● Selected excerpt:
==========

BC I would say the War Requiem with Richard.
RC One of the projects I really like - and listen to it to this day - is Richard Strauss's Alpine Symphony which we recorded in Dundee back in 1987 with Järvi. I’ll always remember because it was in the winter: January or February. It was a terrible winter and we got stuck up in Dundee. It was a 22 hour drive home.
BC We also did the Four Last Songs there with Felicity Lott.
RC There was a lot of press interest at the time locally in Dundee because the Strauss uses an enormous orchestra: off-stage brass horns and everything else. We had players coming in from all over Scotland. We had the whole massive horn section line-up outside in the snow for a photo by the local press. Quite a lot of fun but the performance - even after all that - was stunning
RC … and yes that’s typical Järvi. Very little rehearsal and everything depending on musicians being glued to him on the day. Inspirational - you never know what he is going to do because he changes his mind like the wind. Like Gergiev its all pure inspirational stuff - pure spontaneity but you get great exciting performances with very little editing.
RC Other example of delightful recordings? There are so many. When you have to pick one out of 3000 it’s just so hard.
RB Do you interact with the reviewing world?
RC We have a press officer do that. It’s up to him to do all the interaction, apart from Gramophone launches and dinners, annual awards and that sort of thing. They have their job; we have ours. We do interact when they get something factually wrong, then we put out a message via Paul (Chandos press officer) to sort that out. The whole thing about music is that it is totally subjective. They will have an opinion and we have an opinion.

==========

Object point labels
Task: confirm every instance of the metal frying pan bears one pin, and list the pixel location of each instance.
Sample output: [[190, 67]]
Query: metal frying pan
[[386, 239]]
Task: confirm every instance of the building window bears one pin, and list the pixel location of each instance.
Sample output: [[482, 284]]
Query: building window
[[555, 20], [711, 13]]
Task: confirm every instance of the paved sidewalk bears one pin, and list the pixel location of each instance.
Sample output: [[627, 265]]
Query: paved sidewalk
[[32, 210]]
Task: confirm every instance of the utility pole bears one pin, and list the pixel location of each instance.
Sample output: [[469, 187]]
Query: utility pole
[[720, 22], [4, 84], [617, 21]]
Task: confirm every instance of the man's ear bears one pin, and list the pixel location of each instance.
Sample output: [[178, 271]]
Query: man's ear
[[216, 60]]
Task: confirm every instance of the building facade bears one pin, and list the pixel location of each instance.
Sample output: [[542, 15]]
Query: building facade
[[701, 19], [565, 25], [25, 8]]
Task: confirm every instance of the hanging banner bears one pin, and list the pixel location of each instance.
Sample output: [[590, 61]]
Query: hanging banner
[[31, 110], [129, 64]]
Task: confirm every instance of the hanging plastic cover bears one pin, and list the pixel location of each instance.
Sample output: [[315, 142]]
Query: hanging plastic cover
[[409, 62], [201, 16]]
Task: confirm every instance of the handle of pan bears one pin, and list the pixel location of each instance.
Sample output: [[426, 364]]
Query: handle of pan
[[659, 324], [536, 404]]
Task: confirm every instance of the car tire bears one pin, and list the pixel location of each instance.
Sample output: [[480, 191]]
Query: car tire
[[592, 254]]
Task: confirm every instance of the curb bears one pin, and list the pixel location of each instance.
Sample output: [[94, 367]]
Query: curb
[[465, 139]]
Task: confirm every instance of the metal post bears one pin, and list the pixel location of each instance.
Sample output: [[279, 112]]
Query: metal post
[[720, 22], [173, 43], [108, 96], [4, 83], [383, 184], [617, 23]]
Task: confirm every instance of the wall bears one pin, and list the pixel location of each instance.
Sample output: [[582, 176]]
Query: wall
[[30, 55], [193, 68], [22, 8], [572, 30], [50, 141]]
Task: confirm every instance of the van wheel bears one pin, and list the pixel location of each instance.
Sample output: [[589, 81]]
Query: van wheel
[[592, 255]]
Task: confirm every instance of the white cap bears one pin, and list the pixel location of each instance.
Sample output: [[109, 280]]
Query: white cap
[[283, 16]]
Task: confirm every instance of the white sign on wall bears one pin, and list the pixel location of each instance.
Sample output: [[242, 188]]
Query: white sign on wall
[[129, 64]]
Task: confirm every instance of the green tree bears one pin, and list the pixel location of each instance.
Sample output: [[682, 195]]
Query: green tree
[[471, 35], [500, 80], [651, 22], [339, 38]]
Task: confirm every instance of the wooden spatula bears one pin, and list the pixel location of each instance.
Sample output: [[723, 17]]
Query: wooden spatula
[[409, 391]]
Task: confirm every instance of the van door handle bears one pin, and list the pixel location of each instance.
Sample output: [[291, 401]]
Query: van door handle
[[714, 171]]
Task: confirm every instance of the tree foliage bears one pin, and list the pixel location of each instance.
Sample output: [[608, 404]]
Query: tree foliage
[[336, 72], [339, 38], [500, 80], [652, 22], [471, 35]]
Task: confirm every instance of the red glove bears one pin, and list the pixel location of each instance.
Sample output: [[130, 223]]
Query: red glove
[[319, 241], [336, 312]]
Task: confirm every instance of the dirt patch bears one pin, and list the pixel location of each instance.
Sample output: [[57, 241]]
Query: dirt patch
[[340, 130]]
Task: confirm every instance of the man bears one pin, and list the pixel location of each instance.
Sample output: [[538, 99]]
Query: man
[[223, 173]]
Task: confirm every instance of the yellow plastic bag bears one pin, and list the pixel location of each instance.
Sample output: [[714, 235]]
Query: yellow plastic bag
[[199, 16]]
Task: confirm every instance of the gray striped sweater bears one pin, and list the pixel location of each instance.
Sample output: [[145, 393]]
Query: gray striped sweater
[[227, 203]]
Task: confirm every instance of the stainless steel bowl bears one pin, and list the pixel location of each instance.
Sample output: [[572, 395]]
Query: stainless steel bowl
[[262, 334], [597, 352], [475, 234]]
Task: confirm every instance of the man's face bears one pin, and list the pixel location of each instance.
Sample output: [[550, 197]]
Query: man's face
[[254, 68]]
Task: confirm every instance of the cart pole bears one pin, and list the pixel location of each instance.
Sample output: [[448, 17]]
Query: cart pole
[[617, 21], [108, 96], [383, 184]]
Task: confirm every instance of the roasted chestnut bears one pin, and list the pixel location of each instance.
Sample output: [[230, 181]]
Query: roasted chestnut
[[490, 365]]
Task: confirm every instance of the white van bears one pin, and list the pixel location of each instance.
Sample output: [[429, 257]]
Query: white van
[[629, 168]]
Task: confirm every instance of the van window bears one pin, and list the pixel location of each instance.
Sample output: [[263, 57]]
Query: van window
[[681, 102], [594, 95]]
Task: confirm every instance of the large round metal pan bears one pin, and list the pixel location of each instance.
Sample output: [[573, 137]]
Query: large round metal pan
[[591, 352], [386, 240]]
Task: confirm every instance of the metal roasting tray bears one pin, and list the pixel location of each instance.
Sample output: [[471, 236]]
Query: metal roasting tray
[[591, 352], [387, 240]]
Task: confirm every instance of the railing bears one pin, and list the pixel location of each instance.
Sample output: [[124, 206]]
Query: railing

==========

● To-do list:
1: Write out the whole interview excerpt about orchestral recordings word for word.
2: Give again the lines of the records that begin at the line containing "Task: confirm every instance of the railing" and run through the end of the records, unchanged.

● Expected responses:
1:
BC I would say the War Requiem with Richard.
RC One of the projects I really like - and listen to it to this day - is Richard Strauss's Alpine Symphony which we recorded in Dundee back in 1987 with Järvi. I’ll always remember because it was in the winter: January or February. It was a terrible winter and we got stuck up in Dundee. It was a 22 hour drive home.
BC We also did the Four Last Songs there with Felicity Lott.
RC There was a lot of press interest at the time locally in Dundee because the Strauss uses an enormous orchestra: off-stage brass horns and everything else. We had players coming in from all over Scotland. We had the whole massive horn section line-up outside in the snow for a photo by the local press. Quite a lot of fun but the performance - even after all that - was stunning
RC … and yes that’s typical Järvi. Very little rehearsal and everything depending on musicians being glued to him on the day. Inspirational - you never know what he is going to do because he changes his mind like the wind. Like Gergiev its all pure inspirational stuff - pure spontaneity but you get great exciting performances with very little editing.
RC Other example of delightful recordings? There are so many. When you have to pick one out of 3000 it’s just so hard.
RB Do you interact with the reviewing world?
RC We have a press officer do that. It’s up to him to do all the interaction, apart from Gramophone launches and dinners, annual awards and that sort of thing. They have their job; we have ours. We do interact when they get something factually wrong, then we put out a message via Paul (Chandos press officer) to sort that out. The whole thing about music is that it is totally subjective. They will have an opinion and we have an opinion.

2:
Task: confirm every instance of the railing bears one pin, and list the pixel location of each instance.
Sample output: [[124, 206]]
Query: railing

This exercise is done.